**Assignment**
Copy the line with "Category: blue sky." and all lines following it through the last line of the entries, exactly as written.

**Stored data**
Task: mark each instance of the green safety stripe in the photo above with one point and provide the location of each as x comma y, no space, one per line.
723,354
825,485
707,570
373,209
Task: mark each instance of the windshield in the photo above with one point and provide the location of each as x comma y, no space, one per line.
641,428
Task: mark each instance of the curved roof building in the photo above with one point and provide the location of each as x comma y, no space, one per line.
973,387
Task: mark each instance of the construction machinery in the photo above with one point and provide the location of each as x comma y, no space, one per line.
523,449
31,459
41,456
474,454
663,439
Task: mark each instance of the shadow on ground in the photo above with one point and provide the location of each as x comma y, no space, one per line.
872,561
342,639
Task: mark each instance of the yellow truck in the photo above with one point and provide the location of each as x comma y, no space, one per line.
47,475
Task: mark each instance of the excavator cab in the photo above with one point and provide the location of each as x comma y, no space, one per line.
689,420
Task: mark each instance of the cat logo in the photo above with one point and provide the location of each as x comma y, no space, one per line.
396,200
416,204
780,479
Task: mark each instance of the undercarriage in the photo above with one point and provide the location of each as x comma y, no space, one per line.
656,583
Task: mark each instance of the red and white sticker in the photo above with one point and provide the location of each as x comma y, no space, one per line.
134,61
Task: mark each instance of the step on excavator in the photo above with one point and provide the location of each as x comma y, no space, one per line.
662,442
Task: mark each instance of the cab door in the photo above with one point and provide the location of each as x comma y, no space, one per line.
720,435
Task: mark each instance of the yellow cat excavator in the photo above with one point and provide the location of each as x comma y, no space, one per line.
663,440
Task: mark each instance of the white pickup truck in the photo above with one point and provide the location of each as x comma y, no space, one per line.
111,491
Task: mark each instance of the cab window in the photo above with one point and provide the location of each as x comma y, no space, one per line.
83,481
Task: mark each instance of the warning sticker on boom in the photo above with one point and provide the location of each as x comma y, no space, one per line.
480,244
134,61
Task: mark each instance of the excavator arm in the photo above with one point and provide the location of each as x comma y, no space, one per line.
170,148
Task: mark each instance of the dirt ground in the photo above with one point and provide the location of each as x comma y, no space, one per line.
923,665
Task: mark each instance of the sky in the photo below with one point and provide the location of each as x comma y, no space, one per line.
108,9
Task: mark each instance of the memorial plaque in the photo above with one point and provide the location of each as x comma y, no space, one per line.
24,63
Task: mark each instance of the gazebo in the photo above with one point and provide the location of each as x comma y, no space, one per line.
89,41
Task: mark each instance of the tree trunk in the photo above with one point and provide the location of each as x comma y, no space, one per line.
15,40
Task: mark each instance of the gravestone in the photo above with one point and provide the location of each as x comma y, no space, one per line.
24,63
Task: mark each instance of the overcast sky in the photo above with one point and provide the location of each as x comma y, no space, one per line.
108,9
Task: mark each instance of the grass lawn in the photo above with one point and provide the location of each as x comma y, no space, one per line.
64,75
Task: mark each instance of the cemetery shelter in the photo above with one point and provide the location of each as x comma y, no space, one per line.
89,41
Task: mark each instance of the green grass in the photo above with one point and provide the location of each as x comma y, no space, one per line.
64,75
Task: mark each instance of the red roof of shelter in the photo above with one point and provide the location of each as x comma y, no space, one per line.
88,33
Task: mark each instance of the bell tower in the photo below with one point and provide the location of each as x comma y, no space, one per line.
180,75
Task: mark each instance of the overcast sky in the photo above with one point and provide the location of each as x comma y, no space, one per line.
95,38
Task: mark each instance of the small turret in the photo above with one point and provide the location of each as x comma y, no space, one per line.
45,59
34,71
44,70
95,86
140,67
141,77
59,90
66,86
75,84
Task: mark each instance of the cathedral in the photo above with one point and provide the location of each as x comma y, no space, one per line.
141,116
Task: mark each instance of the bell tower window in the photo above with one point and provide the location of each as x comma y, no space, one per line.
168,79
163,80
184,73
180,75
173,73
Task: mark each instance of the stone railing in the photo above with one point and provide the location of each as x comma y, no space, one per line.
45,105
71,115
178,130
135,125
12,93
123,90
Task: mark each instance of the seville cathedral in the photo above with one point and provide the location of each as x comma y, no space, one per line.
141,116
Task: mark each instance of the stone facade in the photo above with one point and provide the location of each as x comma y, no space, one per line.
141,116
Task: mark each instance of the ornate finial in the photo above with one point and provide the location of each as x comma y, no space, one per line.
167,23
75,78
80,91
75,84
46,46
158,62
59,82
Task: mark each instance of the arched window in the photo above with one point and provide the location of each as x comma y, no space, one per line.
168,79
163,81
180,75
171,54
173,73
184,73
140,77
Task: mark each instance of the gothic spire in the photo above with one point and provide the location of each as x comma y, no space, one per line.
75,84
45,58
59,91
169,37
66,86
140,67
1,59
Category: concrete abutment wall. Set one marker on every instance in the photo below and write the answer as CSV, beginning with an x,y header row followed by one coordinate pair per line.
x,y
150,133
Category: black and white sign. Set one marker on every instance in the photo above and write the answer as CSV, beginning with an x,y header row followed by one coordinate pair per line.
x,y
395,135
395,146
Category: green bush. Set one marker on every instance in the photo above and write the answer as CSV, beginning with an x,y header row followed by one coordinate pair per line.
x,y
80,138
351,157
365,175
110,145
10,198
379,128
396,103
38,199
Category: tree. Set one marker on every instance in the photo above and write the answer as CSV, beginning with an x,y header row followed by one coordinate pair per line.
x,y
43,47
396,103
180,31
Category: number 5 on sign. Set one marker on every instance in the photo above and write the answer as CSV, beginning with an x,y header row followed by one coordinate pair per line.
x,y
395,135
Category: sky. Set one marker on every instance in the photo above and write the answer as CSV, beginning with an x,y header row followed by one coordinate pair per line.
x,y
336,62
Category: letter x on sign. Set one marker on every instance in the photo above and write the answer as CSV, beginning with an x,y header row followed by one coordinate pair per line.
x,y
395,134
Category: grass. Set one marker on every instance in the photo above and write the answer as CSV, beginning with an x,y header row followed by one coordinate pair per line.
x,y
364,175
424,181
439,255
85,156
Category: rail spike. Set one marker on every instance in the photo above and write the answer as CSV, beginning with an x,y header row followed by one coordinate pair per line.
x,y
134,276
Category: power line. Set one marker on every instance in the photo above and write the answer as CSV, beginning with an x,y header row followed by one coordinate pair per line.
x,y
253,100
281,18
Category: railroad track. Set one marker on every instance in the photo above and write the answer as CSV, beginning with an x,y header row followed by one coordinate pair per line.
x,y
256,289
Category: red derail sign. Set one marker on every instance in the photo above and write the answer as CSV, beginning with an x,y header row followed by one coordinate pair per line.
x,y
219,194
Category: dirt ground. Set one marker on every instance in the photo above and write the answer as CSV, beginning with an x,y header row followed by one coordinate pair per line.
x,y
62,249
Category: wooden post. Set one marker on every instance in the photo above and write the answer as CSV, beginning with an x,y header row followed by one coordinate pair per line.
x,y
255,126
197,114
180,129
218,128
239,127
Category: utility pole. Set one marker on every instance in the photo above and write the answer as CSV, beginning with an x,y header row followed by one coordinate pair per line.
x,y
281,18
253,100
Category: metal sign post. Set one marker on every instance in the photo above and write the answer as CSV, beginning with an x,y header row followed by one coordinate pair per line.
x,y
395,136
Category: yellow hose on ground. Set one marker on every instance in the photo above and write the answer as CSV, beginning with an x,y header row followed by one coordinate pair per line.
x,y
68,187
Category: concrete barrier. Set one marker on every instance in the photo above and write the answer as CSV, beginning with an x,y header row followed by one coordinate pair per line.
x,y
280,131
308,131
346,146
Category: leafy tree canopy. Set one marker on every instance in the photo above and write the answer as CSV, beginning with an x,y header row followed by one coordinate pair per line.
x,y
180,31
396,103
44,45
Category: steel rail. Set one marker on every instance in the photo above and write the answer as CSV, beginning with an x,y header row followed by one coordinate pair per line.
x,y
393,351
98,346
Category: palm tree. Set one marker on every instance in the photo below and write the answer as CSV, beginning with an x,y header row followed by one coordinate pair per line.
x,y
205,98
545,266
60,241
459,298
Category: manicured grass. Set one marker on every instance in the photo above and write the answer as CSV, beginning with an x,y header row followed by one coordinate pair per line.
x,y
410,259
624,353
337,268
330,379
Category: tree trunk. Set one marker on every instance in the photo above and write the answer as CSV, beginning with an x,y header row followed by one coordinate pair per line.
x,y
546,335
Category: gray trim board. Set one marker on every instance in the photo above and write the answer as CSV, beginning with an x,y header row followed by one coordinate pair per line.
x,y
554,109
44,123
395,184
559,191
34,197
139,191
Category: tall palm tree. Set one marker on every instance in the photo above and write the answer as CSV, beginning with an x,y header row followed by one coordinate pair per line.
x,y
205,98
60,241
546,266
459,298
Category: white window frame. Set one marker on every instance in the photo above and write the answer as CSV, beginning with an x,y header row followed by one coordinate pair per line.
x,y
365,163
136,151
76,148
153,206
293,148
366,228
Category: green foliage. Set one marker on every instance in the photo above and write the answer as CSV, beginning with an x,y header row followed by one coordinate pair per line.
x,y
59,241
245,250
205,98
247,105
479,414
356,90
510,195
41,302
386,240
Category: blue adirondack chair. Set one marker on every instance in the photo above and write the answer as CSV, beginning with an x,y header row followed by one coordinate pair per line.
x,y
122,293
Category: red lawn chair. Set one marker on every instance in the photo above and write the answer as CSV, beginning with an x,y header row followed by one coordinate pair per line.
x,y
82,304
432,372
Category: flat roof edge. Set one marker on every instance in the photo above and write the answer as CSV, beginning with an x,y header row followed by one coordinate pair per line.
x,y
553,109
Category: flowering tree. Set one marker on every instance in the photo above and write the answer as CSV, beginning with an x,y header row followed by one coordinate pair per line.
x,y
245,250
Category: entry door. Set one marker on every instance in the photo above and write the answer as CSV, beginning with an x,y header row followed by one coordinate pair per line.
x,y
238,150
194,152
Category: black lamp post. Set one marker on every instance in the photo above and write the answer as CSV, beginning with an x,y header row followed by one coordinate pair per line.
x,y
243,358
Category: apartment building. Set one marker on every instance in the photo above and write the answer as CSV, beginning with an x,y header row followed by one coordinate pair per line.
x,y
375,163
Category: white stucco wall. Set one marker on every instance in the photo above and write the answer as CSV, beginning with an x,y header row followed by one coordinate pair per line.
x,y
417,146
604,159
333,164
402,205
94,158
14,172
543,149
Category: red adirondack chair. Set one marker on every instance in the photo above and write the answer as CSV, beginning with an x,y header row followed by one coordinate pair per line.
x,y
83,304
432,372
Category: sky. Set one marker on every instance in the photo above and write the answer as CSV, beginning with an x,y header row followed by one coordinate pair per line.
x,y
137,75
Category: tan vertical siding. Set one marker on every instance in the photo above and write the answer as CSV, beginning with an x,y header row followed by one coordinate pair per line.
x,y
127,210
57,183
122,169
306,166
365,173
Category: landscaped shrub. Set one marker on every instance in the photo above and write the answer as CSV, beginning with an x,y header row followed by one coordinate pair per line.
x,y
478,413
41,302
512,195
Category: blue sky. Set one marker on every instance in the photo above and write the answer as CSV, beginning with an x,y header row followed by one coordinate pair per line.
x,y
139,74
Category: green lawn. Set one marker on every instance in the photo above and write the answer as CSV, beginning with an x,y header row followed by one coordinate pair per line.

**Task solution**
Category: blue sky. Set one marker on every instance in the photo above and write the answer as CSV, beginning with an x,y header row followed by one coordinate pair per line.
x,y
139,74
Category: green lawn. Set one marker on every instance in the photo above and write the answer as CSV, beginning with an x,y header row followed by one coordinate pair per line.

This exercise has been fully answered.